#### [WORK INSTRUCTIONS]
Rewrite the material from its first line through the line containing "462 254 L 457", changing "red parrot" to "scarlet parrot" and leaving everything else as it is.

#### [RECORDS FOR THIS EXERCISE]
--

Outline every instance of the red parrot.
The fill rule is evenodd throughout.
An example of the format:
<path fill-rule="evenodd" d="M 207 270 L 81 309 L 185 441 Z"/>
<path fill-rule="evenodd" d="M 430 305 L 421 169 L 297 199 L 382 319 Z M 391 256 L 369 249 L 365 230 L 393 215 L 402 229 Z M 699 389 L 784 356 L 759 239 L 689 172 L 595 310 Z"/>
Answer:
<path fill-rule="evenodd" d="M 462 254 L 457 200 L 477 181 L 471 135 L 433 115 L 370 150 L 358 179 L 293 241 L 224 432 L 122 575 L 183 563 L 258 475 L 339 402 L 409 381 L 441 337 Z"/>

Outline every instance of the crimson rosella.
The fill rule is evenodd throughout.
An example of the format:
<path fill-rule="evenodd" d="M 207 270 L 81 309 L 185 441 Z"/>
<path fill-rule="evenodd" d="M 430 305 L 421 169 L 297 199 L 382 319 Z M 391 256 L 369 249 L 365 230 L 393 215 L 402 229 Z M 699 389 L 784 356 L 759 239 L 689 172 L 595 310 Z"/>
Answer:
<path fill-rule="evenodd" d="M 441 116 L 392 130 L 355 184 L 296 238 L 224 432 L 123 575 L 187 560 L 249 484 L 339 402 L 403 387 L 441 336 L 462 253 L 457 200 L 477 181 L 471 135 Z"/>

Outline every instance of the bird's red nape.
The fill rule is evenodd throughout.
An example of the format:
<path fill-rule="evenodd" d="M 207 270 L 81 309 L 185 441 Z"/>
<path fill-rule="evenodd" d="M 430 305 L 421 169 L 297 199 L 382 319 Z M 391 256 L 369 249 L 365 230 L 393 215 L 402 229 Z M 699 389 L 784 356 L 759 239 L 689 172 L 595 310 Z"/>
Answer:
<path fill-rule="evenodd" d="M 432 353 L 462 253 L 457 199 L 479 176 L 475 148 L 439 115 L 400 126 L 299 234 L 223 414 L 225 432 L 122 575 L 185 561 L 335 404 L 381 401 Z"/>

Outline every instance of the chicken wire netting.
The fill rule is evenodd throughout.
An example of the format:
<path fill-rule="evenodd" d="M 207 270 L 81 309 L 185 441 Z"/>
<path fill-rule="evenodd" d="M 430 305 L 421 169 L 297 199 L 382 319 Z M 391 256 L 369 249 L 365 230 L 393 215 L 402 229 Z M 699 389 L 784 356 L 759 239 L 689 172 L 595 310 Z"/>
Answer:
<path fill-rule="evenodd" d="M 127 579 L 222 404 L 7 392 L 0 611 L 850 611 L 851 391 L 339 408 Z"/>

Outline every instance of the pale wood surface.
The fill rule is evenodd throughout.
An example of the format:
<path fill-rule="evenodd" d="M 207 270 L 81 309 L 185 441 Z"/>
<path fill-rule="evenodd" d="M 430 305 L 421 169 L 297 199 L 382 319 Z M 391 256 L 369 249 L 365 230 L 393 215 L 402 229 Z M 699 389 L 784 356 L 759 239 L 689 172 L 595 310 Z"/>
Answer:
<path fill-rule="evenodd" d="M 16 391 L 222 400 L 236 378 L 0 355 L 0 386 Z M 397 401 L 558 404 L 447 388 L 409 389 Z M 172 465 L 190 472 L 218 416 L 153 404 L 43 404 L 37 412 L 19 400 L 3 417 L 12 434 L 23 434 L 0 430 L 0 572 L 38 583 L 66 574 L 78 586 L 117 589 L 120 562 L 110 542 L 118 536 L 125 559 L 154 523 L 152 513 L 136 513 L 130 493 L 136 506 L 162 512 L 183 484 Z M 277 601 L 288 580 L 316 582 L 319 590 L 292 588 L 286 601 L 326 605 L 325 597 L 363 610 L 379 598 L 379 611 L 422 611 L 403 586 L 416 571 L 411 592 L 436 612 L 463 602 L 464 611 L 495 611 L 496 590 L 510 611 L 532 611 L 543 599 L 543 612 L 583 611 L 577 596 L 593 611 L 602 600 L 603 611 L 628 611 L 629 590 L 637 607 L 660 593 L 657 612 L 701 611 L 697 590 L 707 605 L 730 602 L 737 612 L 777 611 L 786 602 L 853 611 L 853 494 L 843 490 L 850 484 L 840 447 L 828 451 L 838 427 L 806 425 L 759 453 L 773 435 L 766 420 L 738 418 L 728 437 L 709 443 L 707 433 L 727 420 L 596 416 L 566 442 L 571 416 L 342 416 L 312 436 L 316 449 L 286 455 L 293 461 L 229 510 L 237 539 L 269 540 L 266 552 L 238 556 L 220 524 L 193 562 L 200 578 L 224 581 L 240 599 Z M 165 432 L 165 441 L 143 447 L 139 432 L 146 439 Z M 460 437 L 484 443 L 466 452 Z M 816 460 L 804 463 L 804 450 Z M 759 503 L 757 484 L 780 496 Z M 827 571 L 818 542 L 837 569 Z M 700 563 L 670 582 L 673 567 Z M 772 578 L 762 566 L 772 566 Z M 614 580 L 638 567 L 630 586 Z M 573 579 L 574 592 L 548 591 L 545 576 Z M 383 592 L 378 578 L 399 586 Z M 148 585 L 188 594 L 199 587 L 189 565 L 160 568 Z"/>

--

#### [OUTPUT BELOW]
Outline every instance of the scarlet parrot.
The fill rule is evenodd throughout.
An example of the format:
<path fill-rule="evenodd" d="M 207 270 L 81 309 L 185 441 Z"/>
<path fill-rule="evenodd" d="M 430 305 L 421 169 L 297 199 L 382 319 Z M 391 256 L 369 249 L 365 230 L 393 215 L 402 229 Z M 699 389 L 784 356 L 759 239 L 689 172 L 595 310 Z"/>
Answer:
<path fill-rule="evenodd" d="M 462 254 L 457 200 L 477 181 L 471 135 L 433 115 L 370 150 L 358 179 L 293 241 L 224 432 L 122 575 L 183 563 L 258 475 L 339 402 L 409 381 L 441 337 Z"/>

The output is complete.